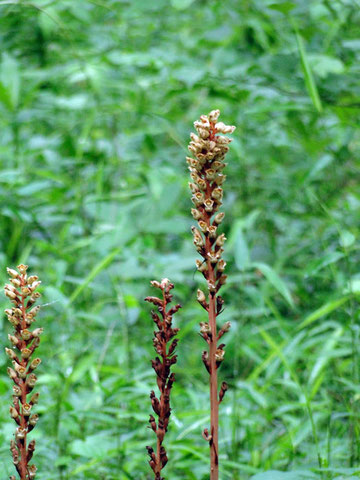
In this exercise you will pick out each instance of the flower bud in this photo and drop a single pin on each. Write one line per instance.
(32, 471)
(10, 353)
(13, 413)
(22, 268)
(210, 174)
(205, 327)
(35, 363)
(31, 380)
(26, 409)
(20, 370)
(217, 194)
(34, 311)
(201, 298)
(201, 266)
(194, 188)
(11, 373)
(214, 115)
(10, 294)
(203, 226)
(32, 279)
(196, 213)
(26, 334)
(209, 205)
(212, 231)
(34, 419)
(219, 217)
(20, 432)
(26, 353)
(14, 340)
(197, 199)
(34, 399)
(12, 273)
(221, 240)
(37, 332)
(220, 179)
(16, 391)
(219, 355)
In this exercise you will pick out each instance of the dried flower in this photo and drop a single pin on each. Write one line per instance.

==============================

Task description
Put the lines above into a numbered list, omitting any blank lines and leaving out the pictures.

The completed task
1. In this exercise you will pick out each instance of the flower bud in this photo and drop a single pin on each. Write one line per instance.
2. (32, 471)
3. (10, 353)
4. (13, 413)
5. (22, 268)
6. (210, 174)
7. (205, 327)
8. (35, 363)
9. (31, 380)
10. (26, 409)
11. (20, 370)
12. (217, 194)
13. (34, 311)
14. (201, 298)
15. (201, 266)
16. (194, 188)
17. (11, 373)
18. (214, 115)
19. (10, 294)
20. (203, 226)
21. (32, 279)
22. (196, 213)
23. (26, 334)
24. (209, 205)
25. (212, 231)
26. (34, 419)
27. (219, 217)
28. (20, 432)
29. (26, 353)
30. (14, 340)
31. (197, 199)
32. (34, 399)
33. (12, 273)
34. (221, 240)
35. (37, 332)
36. (220, 179)
37. (16, 391)
38. (219, 355)
39. In this exercise you will pick out each instance of the dried flower in this photo and drop a single pin on each. Write one line per instance.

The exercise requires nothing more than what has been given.